▶ [SET EXERCISE]
Reproduce the listing below verbatim, beginning with the line that contains "Can you find the wooden" and continuing through the final line of the listing, with both ends included.

<<<<

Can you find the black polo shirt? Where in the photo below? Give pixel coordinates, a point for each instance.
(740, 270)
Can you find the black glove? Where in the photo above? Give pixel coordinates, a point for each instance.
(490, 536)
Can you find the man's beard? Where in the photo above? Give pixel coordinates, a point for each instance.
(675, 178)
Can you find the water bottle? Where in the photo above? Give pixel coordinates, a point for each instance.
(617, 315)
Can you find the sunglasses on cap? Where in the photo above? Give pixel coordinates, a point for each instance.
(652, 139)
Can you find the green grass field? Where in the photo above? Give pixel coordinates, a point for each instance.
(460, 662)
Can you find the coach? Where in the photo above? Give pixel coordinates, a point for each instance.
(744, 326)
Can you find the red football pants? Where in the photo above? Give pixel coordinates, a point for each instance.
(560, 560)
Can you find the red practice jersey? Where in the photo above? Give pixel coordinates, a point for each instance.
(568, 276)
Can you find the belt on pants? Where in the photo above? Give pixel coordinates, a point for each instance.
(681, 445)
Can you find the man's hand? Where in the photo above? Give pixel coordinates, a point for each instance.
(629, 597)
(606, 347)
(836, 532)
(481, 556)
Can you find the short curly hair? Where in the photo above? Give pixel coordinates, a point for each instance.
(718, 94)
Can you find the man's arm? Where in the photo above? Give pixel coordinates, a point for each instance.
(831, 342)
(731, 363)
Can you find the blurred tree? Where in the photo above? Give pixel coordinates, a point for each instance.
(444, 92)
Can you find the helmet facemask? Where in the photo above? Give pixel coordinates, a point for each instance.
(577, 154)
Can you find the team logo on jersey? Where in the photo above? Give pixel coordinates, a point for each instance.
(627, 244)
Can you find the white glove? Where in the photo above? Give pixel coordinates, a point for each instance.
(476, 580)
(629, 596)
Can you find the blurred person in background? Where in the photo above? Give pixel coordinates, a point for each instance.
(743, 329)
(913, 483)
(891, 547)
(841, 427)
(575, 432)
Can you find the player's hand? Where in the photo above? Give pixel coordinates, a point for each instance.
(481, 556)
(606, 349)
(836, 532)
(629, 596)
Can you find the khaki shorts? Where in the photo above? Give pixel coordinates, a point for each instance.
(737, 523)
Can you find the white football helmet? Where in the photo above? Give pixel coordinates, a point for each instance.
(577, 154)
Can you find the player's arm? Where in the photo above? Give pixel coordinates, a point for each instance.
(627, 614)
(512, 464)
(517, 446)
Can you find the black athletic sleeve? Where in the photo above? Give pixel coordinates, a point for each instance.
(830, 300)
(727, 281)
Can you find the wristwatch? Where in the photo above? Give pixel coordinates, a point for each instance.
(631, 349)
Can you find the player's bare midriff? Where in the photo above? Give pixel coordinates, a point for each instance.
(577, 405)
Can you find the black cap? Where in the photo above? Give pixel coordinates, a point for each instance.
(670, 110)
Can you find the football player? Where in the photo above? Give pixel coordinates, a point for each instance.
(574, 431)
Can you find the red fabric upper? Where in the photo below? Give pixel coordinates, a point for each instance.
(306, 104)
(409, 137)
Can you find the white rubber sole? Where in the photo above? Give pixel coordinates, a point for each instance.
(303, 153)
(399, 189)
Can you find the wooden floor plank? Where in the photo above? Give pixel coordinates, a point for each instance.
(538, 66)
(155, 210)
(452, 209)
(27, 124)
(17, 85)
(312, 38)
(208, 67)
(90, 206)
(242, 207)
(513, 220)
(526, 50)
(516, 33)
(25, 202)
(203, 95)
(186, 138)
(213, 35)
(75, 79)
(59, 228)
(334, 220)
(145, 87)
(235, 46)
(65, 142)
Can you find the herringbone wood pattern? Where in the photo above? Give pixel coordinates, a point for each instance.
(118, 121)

>>>>

▶ [RIGHT ANSWER]
Can you find the wooden floor plank? Where in the photo above? Give pixel coordinates, a point for each instance.
(538, 66)
(155, 210)
(452, 209)
(27, 124)
(17, 85)
(312, 38)
(208, 67)
(90, 206)
(242, 207)
(513, 220)
(526, 50)
(516, 33)
(25, 202)
(203, 95)
(186, 138)
(213, 35)
(75, 79)
(59, 228)
(334, 220)
(145, 87)
(235, 46)
(65, 142)
Can you find the herringbone wood pattern? Where in the photo above? Give pixel coordinates, a point for each instance.
(118, 121)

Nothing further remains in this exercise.